**Aufgaben**
1. Wie hoch waren laut dem Artikel über Aktionärsrechte die in Rechnung gestellten Kosten pro Hauptversammlung teilweise?
2. Führe den Artikel über die Ausübung von Aktionärsrechten im EU-Ausland im Anschluss an seinen letzten Satz fort.

**Artikel**
+++
Die DSW hat zusammen mit dem europäischen Verband BETTER FINANCE und dessen Mitgliedsorganisationen untersucht, ob die neuen Regeln von den beteiligten Institutionen (Intermediären) tatsächlich umgesetzt wurden, ob also Aktionäre ihre Rechte auf Teilnahme und Abstimmung bei Hauptversammlungen ohne Probleme ausüben konnten, auch wenn sie Aktien von Unternehmen mit Sitz in einem anderen EU-Mitgliedstaat halten.

Es bleibt eine lange Mängelliste

Die Ergebnisse der Untersuchung sind verheerend. In den allermeisten Fällen konnten Aktionäre in der Hauptversammlungssaison 2021 ihre Rechte im europäischen Ausland nicht oder wenn dann nur teilweise ausüben. Zudem wurden ihnen in zahlreichen Fällen hohe Kosten in Rechnung gestellt, teilweise bis zu 250 Euro pro Hauptversammlung.
+++
Auszüge aus einem Datensatz zur Ortsannotation
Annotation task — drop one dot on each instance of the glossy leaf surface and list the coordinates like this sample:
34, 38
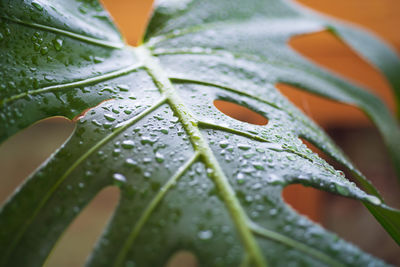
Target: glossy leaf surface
190, 176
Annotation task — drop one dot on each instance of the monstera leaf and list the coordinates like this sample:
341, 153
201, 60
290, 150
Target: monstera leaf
190, 176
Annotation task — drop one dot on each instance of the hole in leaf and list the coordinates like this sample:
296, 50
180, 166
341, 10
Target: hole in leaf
80, 237
326, 113
24, 152
344, 216
240, 113
329, 51
182, 259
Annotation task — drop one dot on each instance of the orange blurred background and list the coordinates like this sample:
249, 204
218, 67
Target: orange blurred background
346, 124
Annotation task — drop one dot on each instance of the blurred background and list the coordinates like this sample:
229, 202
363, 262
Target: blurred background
+++
**Schriftliche Antworten**
1. Teilweise bis zu 250 Euro pro Hauptversammlung.

2.
Aus Sicht von DSW und BETTER FINANCE besteht vor diesem Hintergrund dringender Bedarf, die Prozesse insgesamt zu verbessern, und zwar vor allem durch:

• die Beseitigung jeglicher Hürden, die dem Engagement der Aktionäre im Wege stehen,
• die Lösung der Probleme, die sich aus langen und komplexen Intermediär-Ketten sowie Sammelkonten ergeben,
• eine deutliche Vereinfachung der Informationen auf das Notwendigste (KISS-Prinzip), zum Beispiel durch die Abschaffung einer Vorankündigungspflicht für die Teilnahme an der Hauptversammlung,
• die EU-weite Harmonisierung des sogenannten Record Date,
• eine EU-weit einheitlichen Definition des Begriffs „Aktionär“
• die EU-weite Harmonisierung der Dokumentationspflichten für Aktionäre.

Ebenfalls Handlungsbedarf gibt es bei der staatlichen Aufsicht. Es muss geklärt werden, welche Aufsichtsbehörde für die Überwachung von Hauptversammlungsprozessen und die Einhaltung der ARRL-Regeln zuständig ist. Schließlich sollte ein EU-einheitliches Aufsichtsregime eingeführt werden.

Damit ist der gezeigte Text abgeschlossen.